DIRECTIVE :: Find every line in the entries below that contains the word "table" and copy each of those lines.

RECORDS SHOWN ::

**********

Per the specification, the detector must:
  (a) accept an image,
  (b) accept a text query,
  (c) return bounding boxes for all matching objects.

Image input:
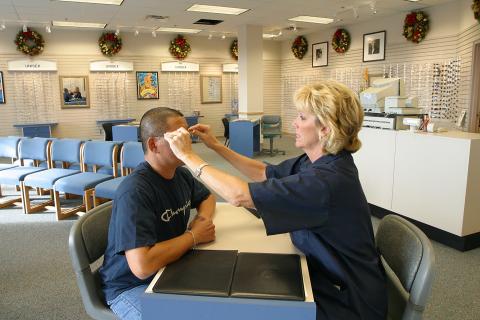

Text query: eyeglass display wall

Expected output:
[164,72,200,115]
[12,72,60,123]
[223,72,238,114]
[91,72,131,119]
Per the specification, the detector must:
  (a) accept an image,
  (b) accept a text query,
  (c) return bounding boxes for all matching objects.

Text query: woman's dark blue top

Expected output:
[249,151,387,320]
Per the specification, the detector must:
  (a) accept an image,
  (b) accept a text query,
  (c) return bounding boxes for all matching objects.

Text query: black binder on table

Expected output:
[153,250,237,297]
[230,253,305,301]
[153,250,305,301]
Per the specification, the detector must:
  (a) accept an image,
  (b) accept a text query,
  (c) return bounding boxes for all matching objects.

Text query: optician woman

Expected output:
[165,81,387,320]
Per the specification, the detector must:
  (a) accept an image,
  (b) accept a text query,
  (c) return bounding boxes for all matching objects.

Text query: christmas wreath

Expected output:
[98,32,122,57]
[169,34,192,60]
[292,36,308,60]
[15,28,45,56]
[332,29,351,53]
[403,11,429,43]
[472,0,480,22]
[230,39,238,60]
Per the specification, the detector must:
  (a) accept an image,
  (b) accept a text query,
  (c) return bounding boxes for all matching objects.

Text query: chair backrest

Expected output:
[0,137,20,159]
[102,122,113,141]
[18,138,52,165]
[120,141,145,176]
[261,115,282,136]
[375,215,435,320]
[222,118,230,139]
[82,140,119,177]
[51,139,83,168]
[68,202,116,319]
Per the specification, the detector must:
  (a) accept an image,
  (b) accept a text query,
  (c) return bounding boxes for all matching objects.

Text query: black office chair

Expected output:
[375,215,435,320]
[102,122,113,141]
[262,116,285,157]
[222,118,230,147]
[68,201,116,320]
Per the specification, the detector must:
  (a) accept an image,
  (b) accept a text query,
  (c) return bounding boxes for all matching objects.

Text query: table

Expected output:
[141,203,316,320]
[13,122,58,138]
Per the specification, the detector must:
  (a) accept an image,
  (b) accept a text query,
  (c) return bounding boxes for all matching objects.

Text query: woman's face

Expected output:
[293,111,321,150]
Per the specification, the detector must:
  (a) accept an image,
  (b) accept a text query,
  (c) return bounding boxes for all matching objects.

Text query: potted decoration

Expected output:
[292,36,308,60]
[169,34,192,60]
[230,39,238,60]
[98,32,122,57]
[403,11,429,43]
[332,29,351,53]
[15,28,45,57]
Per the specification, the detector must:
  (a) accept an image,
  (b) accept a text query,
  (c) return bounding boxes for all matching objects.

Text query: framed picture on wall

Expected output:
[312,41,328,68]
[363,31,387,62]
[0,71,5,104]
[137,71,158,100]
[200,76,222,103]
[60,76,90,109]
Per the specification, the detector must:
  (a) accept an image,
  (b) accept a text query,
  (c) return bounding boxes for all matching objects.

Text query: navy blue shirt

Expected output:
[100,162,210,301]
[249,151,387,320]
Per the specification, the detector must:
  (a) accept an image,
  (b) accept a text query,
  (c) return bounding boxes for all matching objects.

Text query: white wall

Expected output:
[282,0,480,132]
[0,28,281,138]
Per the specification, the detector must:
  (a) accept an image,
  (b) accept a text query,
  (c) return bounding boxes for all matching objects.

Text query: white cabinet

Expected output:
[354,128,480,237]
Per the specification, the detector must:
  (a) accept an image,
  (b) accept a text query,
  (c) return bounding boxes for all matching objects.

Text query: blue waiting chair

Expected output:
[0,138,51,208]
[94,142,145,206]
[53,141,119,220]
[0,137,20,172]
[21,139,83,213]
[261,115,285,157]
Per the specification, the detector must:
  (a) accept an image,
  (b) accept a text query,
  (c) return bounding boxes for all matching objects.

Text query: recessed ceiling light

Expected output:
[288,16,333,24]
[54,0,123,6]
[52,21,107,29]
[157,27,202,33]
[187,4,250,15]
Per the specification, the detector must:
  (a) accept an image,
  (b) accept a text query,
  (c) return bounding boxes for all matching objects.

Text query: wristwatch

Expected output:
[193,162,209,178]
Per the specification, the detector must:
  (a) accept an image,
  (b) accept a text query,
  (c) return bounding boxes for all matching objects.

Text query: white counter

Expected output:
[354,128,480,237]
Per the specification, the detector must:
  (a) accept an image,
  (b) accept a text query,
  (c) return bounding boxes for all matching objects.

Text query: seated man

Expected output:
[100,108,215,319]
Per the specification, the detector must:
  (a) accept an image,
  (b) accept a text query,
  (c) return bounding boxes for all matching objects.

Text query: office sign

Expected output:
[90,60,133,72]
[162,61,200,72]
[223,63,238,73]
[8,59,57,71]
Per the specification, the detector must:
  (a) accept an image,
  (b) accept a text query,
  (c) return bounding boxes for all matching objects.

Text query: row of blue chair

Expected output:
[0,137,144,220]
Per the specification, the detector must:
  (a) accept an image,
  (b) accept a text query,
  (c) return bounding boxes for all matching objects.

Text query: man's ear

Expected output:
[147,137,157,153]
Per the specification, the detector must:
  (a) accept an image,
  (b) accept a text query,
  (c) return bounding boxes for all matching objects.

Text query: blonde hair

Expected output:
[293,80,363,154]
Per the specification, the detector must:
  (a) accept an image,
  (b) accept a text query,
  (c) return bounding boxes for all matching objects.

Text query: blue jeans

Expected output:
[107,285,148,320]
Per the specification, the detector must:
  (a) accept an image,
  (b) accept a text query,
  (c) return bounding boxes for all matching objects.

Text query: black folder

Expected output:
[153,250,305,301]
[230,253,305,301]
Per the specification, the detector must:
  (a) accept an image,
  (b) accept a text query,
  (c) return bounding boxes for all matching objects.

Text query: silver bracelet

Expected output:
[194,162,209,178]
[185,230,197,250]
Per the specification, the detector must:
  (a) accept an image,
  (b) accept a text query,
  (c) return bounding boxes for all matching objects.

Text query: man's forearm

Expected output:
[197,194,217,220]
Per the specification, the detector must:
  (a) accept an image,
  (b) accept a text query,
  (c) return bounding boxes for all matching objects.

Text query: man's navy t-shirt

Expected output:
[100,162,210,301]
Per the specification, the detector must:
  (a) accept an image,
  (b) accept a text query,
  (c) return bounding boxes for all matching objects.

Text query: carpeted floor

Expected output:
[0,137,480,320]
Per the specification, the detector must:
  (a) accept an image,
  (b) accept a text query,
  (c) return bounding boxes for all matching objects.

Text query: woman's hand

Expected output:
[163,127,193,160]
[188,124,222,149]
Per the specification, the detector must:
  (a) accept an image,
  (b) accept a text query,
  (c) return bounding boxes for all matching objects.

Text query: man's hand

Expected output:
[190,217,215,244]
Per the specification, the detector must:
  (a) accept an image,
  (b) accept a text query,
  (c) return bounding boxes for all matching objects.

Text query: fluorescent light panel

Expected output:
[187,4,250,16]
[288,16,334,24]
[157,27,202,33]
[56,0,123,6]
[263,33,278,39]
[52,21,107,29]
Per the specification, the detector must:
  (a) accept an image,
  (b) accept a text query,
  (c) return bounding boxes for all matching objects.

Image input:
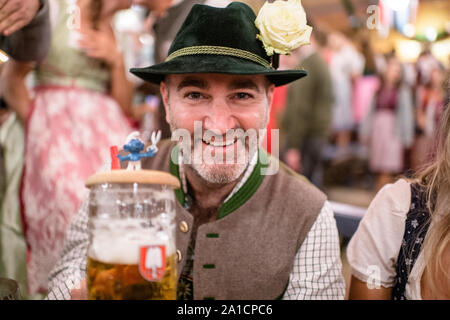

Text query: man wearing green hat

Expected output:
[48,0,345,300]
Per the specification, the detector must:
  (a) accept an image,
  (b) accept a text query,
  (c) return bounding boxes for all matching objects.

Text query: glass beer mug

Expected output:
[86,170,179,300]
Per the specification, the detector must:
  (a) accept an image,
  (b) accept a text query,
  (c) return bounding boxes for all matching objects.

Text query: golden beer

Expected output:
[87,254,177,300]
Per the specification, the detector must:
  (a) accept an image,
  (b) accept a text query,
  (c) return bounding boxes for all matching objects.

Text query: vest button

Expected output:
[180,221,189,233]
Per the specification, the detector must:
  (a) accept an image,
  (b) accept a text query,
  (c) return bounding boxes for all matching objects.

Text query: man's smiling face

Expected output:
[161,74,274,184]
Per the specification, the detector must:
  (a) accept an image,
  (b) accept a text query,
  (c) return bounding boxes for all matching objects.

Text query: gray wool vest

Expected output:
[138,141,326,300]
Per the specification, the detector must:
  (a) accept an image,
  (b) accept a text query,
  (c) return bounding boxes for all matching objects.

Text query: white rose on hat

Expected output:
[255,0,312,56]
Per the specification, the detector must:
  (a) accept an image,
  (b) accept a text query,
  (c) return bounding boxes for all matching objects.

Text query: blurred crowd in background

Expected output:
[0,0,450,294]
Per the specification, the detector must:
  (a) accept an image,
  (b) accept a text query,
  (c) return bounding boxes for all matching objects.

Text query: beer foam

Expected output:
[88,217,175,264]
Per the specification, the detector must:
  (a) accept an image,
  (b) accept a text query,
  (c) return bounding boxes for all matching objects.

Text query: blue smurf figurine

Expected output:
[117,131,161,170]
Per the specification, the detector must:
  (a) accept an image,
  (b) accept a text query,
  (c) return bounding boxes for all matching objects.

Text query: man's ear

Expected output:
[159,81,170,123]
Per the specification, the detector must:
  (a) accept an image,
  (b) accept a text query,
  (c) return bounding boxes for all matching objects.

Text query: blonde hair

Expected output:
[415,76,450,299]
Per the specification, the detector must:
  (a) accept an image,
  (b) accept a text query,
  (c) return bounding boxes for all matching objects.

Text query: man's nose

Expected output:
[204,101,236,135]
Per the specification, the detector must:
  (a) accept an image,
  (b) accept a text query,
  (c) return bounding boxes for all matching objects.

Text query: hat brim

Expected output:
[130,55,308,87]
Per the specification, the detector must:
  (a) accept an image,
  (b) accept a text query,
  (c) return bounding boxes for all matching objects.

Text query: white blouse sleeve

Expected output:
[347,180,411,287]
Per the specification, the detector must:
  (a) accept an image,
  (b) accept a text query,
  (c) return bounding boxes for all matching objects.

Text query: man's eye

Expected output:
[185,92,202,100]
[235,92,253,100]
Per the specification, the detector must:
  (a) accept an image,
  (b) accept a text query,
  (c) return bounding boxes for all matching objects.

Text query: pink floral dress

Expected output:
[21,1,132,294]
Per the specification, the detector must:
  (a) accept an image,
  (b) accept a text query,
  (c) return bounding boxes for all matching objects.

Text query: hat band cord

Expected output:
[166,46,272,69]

**********

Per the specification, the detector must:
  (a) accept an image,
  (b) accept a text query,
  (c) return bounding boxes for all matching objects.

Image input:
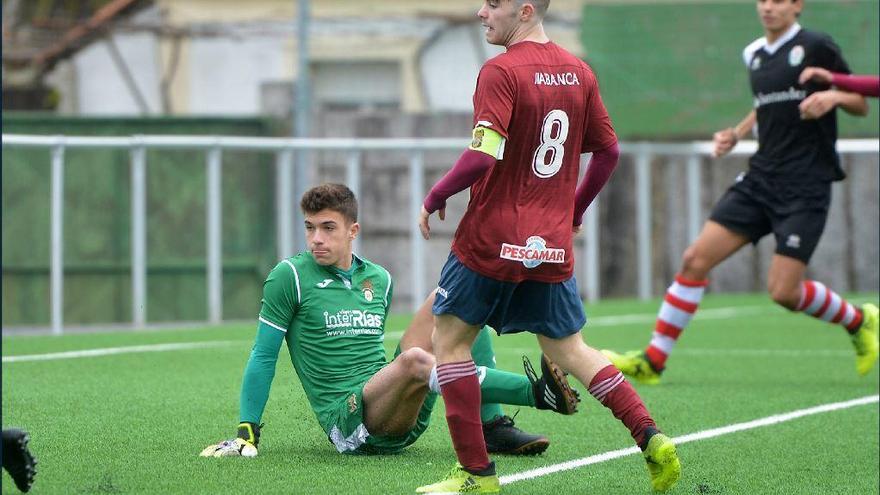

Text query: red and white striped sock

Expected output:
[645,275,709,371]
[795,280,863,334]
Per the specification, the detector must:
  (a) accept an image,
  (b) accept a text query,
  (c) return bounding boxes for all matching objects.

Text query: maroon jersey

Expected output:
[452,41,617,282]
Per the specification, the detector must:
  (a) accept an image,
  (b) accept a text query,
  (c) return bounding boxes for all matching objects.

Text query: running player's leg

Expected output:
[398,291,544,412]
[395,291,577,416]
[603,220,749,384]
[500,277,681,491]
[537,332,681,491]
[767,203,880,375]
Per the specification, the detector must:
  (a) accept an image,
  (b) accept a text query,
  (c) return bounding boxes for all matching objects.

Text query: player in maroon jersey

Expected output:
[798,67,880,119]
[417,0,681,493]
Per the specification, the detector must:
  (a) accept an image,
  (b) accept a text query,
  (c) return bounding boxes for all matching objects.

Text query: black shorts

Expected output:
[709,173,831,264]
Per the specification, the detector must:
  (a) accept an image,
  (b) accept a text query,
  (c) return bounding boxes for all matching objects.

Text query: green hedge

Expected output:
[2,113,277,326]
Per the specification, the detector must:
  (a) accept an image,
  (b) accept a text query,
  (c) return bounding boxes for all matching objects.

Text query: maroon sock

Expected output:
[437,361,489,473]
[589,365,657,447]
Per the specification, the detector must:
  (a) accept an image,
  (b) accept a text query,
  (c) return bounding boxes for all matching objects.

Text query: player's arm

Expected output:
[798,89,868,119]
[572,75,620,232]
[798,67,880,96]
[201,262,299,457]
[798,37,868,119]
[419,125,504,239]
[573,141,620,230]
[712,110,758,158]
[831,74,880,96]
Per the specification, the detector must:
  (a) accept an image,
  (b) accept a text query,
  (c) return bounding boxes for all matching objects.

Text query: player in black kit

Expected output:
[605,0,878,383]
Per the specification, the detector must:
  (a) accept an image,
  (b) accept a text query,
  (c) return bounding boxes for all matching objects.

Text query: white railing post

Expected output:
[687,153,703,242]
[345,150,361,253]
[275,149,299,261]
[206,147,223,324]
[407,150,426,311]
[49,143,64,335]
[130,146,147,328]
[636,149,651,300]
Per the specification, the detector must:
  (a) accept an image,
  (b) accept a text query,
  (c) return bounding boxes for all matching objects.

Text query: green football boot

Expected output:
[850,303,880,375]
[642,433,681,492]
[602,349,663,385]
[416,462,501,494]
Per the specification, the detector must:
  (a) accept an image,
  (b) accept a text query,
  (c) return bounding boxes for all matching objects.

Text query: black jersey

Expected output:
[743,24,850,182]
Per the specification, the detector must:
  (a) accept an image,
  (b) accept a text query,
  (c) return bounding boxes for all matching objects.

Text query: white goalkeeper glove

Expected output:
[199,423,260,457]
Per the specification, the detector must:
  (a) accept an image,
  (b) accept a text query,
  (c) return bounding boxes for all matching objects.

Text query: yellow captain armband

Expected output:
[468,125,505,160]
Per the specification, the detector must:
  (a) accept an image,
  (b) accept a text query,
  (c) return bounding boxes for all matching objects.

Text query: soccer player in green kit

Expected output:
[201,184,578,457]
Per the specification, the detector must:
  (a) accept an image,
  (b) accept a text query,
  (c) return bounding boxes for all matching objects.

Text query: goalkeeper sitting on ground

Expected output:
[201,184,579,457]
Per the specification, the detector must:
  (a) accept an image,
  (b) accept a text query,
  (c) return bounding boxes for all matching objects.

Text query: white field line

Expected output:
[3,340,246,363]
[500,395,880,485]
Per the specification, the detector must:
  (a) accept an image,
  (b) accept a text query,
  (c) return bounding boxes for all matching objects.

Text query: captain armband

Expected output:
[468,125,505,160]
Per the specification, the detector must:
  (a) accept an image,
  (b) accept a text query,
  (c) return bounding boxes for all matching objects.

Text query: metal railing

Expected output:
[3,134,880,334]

**********

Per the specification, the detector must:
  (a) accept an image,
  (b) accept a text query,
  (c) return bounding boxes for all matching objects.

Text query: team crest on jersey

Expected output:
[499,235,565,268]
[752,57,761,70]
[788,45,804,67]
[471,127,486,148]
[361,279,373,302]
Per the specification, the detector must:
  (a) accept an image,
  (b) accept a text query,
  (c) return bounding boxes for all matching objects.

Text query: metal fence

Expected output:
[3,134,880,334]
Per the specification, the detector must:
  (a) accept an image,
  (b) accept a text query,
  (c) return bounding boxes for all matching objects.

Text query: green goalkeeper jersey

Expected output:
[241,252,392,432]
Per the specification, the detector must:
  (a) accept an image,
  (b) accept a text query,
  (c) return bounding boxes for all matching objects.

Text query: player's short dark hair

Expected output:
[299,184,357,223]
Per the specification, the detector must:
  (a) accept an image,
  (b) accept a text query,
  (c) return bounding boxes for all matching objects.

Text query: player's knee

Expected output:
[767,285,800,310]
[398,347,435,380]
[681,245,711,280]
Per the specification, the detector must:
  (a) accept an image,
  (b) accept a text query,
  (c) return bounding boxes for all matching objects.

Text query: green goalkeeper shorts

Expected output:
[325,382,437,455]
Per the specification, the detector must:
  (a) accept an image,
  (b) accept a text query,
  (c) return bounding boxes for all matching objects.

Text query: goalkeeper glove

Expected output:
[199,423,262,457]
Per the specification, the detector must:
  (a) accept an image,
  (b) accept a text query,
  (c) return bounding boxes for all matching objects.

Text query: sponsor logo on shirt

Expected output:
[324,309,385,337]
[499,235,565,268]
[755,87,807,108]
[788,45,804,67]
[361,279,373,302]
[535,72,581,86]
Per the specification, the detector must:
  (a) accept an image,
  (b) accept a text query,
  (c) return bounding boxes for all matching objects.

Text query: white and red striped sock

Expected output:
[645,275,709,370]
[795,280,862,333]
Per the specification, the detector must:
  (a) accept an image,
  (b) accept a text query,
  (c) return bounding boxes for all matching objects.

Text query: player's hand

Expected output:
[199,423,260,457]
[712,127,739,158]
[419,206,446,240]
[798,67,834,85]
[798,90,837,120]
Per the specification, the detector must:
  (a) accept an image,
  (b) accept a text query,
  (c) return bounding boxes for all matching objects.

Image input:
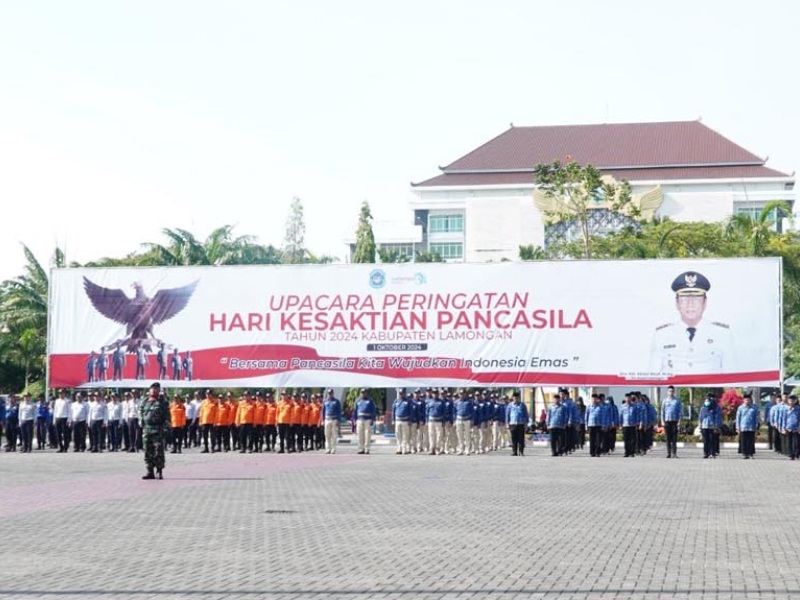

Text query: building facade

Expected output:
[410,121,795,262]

**********

TASK OUTPUT ::
Text query: black binder on table
Text query: table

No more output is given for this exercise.